* Document:
:::

Conductivity to the industry’s future
 

Mining in Africa: Copper

March 26, 2025

Image coutesy of BHP

No other metal can be said to enjoy such universal appeal as copper does today. Copper is used in everything from traditional fossil-fuel power plants to solar panels, windmill turbines and nuclear plants; from conventional internal combustion cars to components of the electric vehicle; and from the oldest applications in construction to the most high-tech uses in AI infrastructure. Copper fits in the future as steadily as it has fit in throughout its 6,000 years being used by humans, turning gradually into the third most used metal today. Now, copper is evolving past its relevance as a barometer of economic activity, securing a position as potentially the biggest winner of the energy transition as it has become indispensable for both an old and a new economy, an economy that is electrified and digitized. This universality makes demand less elastic to global cycles.

Analysts read copper’s recent record performance, with copper futures hitting US$5.20/lb, as a harbinger of a supercycle. While speculators betting on higher values do influence the metal’s price, copper is underpinned by matter-of-fact structural market conditions. The International Energy Agency (IEA) projects copper demand to rise by 50% by 2040 in a net-zero emissions scenario, with a market value of US$330 billion, the highest among energy transition minerals. According to the IEA, the world will require 40.7 million t/y of copper in 2040, outstripping the available supply of raw copper by 25.9 million t/y. The AI boom alone could amplify copper demand by 1 million t/y by 2030, according to an analysis from commodities trading group Trafigura. 

What differentiates copper from other minerals linked to the energy transition, like lithium, is the size and nature of the supply market. Unlike lithium, which has a small volumetric demand and narrow supply base, triggering huge reactions in price (boom and bust), copper is one of the most mined metals by volume and has a diversified supplier base, defined by large, multi-generational assets managed by the leading miners. The capital-intensive nature of the business as well as the long lead times make it a slower, heavier industry with higher-entry barriers. When a deficit is in sight, it tends to be large and difficult to fill, which is why analysts speak of a supercycle rather than using more fleeting terms like ‘bubble’ or ‘boom’. The IEA estimates the supply risk at 31% (medium). Recent closures, like First Quantum’s abrupt mine close in Panama, or the ban on Russian copper deliveries on the London Metals Exchange and Chicago Mercantile Exchange heightened that risk. While the current refined market remains balanced, a squeeze seems imminent, at least in the longer term.

:::

Items listed in a dataset:

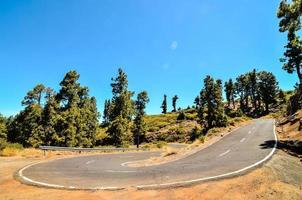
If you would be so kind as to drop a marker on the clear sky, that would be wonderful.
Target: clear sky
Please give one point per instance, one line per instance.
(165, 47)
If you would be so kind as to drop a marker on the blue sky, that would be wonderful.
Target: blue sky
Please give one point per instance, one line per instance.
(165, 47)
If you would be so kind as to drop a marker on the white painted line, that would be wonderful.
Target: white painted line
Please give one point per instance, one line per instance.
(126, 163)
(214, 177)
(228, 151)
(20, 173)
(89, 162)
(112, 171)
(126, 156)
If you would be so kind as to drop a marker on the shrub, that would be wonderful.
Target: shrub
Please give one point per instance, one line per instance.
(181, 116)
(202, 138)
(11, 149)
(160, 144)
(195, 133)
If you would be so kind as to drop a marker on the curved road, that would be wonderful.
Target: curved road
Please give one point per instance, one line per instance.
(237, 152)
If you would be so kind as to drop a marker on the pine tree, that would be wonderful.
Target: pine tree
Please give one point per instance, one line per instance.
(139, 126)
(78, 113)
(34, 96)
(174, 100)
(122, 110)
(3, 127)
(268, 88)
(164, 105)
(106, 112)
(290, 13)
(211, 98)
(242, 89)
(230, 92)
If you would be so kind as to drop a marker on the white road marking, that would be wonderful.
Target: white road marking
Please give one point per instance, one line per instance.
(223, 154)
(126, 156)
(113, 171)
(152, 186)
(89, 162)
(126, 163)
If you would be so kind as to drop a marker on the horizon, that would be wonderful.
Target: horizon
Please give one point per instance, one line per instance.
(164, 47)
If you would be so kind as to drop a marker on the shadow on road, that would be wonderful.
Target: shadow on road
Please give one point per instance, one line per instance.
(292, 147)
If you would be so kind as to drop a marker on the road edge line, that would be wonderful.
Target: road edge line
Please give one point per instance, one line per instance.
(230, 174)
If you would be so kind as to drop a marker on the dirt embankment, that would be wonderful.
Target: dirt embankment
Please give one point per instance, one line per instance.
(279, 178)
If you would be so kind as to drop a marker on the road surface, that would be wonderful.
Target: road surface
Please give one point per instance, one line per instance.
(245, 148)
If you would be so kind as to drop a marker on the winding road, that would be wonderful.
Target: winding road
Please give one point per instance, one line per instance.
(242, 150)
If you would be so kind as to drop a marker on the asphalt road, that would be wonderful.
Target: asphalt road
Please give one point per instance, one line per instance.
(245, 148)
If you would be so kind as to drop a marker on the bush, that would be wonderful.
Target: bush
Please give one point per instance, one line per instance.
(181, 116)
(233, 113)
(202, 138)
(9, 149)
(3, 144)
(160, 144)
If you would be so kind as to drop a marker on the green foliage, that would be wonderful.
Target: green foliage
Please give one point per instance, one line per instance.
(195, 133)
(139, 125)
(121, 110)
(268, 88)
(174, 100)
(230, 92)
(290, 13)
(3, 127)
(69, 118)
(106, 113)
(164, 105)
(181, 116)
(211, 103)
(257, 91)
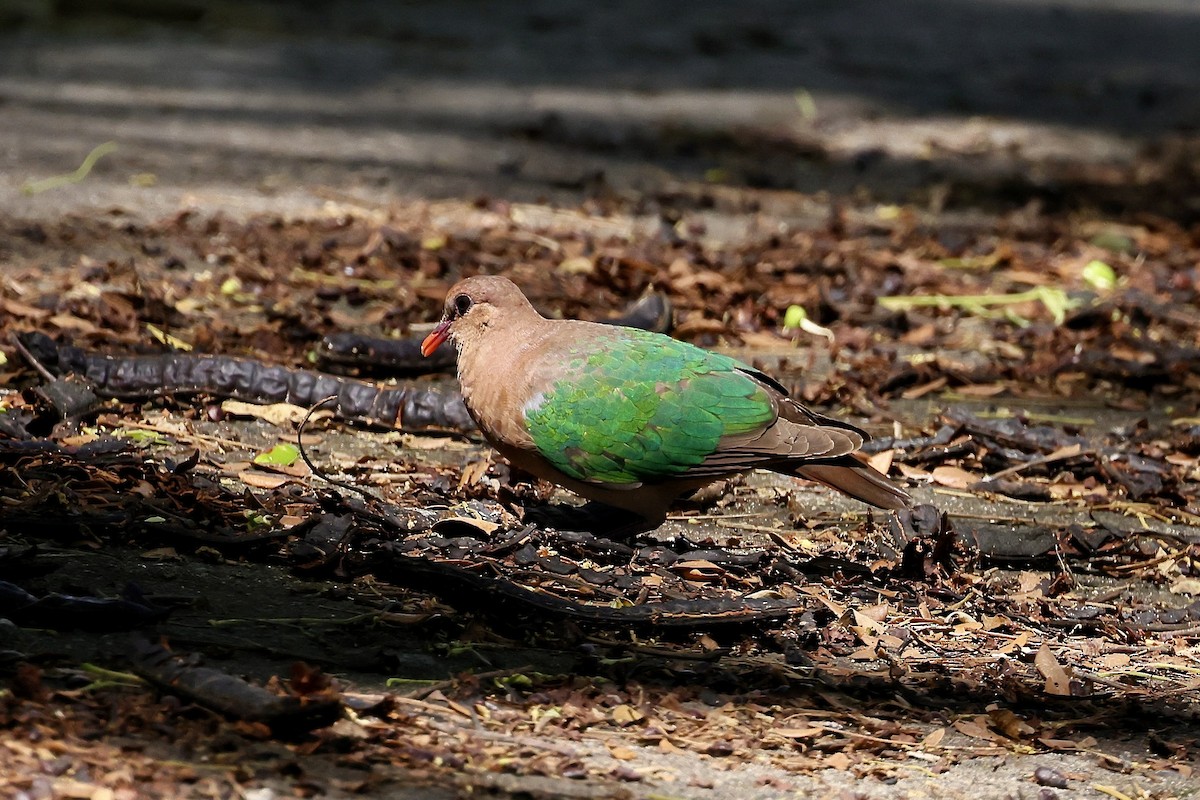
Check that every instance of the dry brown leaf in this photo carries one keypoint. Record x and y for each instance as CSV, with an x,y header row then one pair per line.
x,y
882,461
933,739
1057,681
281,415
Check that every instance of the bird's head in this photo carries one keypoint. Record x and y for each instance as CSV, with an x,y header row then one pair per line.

:::

* Objective 1: Reproduce the portion of the copper article that begins at the words "No other metal" and ends after the words "to global cycles.".
* Objective 2: Carry the article on copper mining forward, starting after its final sentence.

* Task output 1:
No other metal can be said to enjoy such universal appeal as copper does today. Copper is used in everything from traditional fossil-fuel power plants to solar panels, windmill turbines and nuclear plants; from conventional internal combustion cars to components of the electric vehicle; and from the oldest applications in construction to the most high-tech uses in AI infrastructure. Copper fits in the future as steadily as it has fit in throughout its 6,000 years being used by humans, turning gradually into the third most used metal today. Now, copper is evolving past its relevance as a barometer of economic activity, securing a position as potentially the biggest winner of the energy transition as it has become indispensable for both an old and a new economy, an economy that is electrified and digitized. This universality makes demand less elastic to global cycles.

* Task output 2:
The mining industry is eagerly turning to copper. BHP’s offer for Anglo American’s copper assets in Peru and Chile put the spotlight on the red metal. Anglo has since announced a massive restructuring, prioritizing its copper and iron ore assets while selling its coal and demerging its platinum and diamonds operations. Teck Resources has also sold its coal steelmaking business to Glencore for US$9 billion last year while doubling down on copper projects. Gold miners are also fixating on copper. The second-largest gold producer in the world, Barrick, announced it wants to double its copper output in the coming years. Barrick has since made a US$7 billion investment in a Pakistan copper project as well as a major expansion at its Zambian mine. In Africa, coal miner Exxaro and PGM South African players Sibanye Stillwater and Impala Platinum have shown interest in copper deposits.

Africa’s copper pitch

Globally, copper supply comes mainly from Latin America (Chile, 23% and Peru, 10%), and Africa, the DRC taking the lion’s share of the market at 14%, followed by Zambia at 4%. 

Africa offers two key zones for copper mining. One is the Central African Copperbelt, which stretches from the Katanga Province of the Democratic Republic of Congo through to the Northwestern Province of Zambia. This Copperbelt is recognized by geologists as the largest mineralized sediment-hosted copper province. The second, less explored belt, is the Kalahari Copper Belt, trending across northern Botswana in a northwest direction into Namibia. 

Within the Central African Copperbelt, the DRC has distinguished itself the most in recent years, with 65% of newly announced copper reserves identified worldwide in 2023 coming from DRC’s Katanga Basin, according to S&P. The biggest discovery was Ivanhoe’s Kamoa-Kakula, expected to produce this year between 440,000 and 490,000 t at a C1 cost between US$1.50 and US$1.70/lb. The addition of a third concentrator will catapult Kamoa-Kakula to more than 600,000 t/y – making it the third largest copper mining operation globally. Other major operations in the country include Glencore’s Mutanda Mining (MUMI) and Kamoto Copper (KCC); CMOC’s Tenke Fungurume; ERG’s Comide and Frontier mines; China Molybdenum’s Tenke Fungurume Mine (TFM); and MMG’s Kinsevere mine. 

Zambia has trodden behind the DRC, an uncomfortable change after once being the top copper producer in the continent. The government wants Zambia to regain that spot, with plans to grow the copper output to 1 million t/y by 2027, and to 3 million t/y by 2031. This may sound overly optimistic considering Zambia only produced 699,000 t/y in 2023, its lowest in 14 years. However, several multi-billion investments underway provide reason for hope. Barrick’s current US$2 billion expansion at Lumwana will see the asset grow from 118,000 t/y to 240,000 t/y in 2028. In 2022, First Quantum also announced a US$1.25 billion expansion at Kansanshi, which would expand the life of mine until 2040. The Canadian miner accounts for most of Zambia’s copper production. Its Sentinel mine produces over 200,000 t/y and Kanshansi over 130,000 t/y. Vedanta also wants to restart the Konkola underground mine, where operations had halted through a long legal battle with the previous government.

New actors are also entering the market. One development that made headlines is the recent discovery made by KoBold Metals, an AI-driven Californian startup backed by Bill Gates and Jeff Bezos, at the Mingomba copper project in Zambia. Zambia’s president, Hakainde Hichilema told the press the company plans to invest US$2.3 billion to develop the project, which could produce 300,000 t/y of copper – the biggest in the country.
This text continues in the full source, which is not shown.